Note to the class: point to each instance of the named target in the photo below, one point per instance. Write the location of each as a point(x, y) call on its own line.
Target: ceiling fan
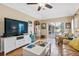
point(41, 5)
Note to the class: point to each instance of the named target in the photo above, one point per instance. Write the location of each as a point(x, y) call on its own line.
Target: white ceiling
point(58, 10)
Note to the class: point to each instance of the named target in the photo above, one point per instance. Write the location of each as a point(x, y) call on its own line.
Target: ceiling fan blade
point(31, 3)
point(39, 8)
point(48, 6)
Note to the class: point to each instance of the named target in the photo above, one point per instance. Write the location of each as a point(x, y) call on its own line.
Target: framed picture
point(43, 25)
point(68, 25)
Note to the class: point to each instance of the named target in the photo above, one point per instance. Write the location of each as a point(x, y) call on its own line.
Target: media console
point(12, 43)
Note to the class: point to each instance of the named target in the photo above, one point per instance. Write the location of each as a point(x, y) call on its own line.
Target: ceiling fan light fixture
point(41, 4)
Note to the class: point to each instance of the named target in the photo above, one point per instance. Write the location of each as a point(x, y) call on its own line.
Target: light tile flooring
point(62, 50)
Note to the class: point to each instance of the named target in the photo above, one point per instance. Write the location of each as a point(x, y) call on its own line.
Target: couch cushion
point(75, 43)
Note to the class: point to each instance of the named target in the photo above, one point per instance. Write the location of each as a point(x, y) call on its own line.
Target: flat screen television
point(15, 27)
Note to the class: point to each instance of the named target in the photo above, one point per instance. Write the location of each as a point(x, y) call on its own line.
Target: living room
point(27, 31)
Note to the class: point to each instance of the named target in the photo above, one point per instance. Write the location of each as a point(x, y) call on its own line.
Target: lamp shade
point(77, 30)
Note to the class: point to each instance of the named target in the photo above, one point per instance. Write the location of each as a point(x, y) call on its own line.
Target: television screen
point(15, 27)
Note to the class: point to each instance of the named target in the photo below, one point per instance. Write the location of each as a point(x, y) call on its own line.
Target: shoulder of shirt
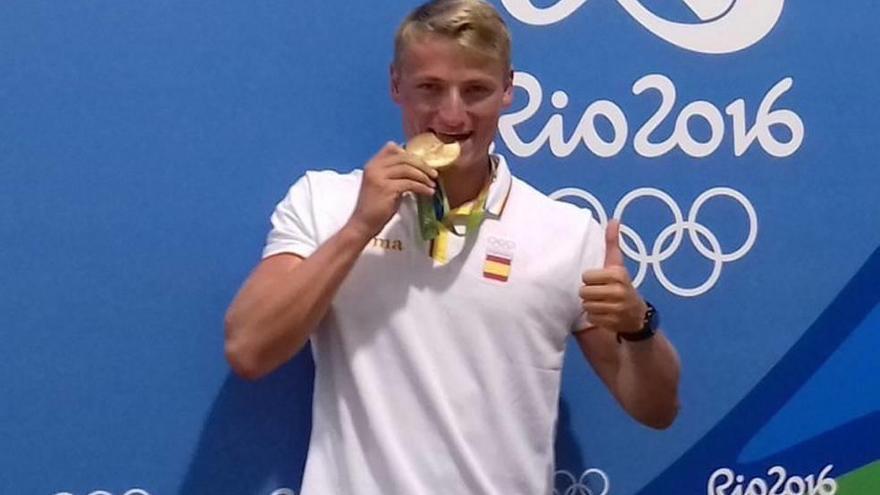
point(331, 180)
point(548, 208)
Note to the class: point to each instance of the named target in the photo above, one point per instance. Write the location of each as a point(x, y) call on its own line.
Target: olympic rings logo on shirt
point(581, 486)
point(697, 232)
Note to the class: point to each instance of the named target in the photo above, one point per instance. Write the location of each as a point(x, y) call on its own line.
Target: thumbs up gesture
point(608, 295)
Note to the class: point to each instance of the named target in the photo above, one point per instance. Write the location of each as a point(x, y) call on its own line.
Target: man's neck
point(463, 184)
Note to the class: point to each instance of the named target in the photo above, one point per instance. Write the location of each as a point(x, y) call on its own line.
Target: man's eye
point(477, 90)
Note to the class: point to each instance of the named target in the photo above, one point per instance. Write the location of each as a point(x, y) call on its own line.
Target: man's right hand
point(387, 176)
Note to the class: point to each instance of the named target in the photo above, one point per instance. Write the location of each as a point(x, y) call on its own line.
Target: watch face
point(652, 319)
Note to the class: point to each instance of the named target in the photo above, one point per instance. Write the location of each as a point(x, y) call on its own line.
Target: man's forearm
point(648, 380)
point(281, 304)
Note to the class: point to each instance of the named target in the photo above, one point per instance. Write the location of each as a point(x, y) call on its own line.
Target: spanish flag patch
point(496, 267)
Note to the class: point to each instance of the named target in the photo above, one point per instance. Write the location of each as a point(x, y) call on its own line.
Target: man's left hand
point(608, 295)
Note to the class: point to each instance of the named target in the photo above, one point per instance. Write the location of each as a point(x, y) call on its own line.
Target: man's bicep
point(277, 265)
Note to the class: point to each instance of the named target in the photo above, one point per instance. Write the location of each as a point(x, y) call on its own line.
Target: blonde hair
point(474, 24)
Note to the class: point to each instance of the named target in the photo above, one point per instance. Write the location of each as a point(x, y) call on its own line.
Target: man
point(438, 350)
^^^^^^^^
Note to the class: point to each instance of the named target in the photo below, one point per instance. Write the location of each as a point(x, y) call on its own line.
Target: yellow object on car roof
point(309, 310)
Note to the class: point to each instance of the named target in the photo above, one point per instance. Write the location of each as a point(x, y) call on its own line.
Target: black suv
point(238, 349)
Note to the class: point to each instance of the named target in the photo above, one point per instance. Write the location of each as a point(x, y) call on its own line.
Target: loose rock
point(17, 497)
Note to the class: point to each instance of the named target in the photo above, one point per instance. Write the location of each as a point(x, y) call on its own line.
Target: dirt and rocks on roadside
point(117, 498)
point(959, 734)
^^^^^^^^
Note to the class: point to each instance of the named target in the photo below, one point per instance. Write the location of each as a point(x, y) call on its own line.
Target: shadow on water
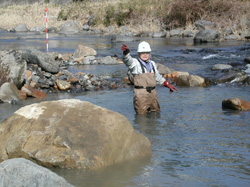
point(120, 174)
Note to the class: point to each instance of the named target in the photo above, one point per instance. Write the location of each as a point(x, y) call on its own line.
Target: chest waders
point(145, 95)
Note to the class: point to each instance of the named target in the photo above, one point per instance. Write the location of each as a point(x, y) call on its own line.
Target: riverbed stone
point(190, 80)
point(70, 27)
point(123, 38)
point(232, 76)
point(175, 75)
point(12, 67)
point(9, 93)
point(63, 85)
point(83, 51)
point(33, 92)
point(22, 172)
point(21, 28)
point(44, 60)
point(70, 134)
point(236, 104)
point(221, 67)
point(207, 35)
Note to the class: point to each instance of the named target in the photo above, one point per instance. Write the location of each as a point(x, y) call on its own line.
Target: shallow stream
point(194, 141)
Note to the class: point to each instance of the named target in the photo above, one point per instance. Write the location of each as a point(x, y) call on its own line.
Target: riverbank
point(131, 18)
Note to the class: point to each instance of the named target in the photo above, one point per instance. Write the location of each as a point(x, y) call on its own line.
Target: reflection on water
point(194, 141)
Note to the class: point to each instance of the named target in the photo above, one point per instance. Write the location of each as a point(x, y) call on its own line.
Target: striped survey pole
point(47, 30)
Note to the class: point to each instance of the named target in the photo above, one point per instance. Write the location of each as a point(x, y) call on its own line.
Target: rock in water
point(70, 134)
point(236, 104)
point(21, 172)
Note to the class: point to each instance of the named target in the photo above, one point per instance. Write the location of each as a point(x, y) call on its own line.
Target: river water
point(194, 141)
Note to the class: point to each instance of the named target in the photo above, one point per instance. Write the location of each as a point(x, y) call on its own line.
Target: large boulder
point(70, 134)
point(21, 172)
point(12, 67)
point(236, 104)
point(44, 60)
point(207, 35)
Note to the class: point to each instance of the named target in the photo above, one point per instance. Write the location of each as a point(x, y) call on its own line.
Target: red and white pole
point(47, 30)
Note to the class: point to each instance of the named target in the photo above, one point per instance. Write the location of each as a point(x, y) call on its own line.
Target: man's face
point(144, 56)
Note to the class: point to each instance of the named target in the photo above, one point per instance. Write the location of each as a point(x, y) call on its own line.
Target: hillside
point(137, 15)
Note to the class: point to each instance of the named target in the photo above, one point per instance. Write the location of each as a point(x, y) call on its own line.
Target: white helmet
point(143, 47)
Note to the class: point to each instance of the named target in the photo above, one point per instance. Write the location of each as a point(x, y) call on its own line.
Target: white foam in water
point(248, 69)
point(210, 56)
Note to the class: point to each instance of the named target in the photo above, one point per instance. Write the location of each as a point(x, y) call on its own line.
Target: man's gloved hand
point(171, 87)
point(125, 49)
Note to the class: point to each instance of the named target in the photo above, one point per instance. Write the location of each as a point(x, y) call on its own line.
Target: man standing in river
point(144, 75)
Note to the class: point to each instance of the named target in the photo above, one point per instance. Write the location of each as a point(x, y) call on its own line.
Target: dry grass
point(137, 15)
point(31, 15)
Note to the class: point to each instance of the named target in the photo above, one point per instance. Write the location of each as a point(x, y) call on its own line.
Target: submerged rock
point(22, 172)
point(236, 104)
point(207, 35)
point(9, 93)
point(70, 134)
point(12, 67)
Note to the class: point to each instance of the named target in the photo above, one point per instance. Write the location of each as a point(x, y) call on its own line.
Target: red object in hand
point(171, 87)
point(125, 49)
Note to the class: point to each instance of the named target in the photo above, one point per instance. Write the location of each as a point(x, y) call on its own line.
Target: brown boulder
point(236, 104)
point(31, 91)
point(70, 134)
^^^^^^^^
*Stated exercise*
Identify every line in the items above that contains the word "pole", and copy each of those lines in full.

*Final answer*
Target: striped survey pole
Target: red and white pole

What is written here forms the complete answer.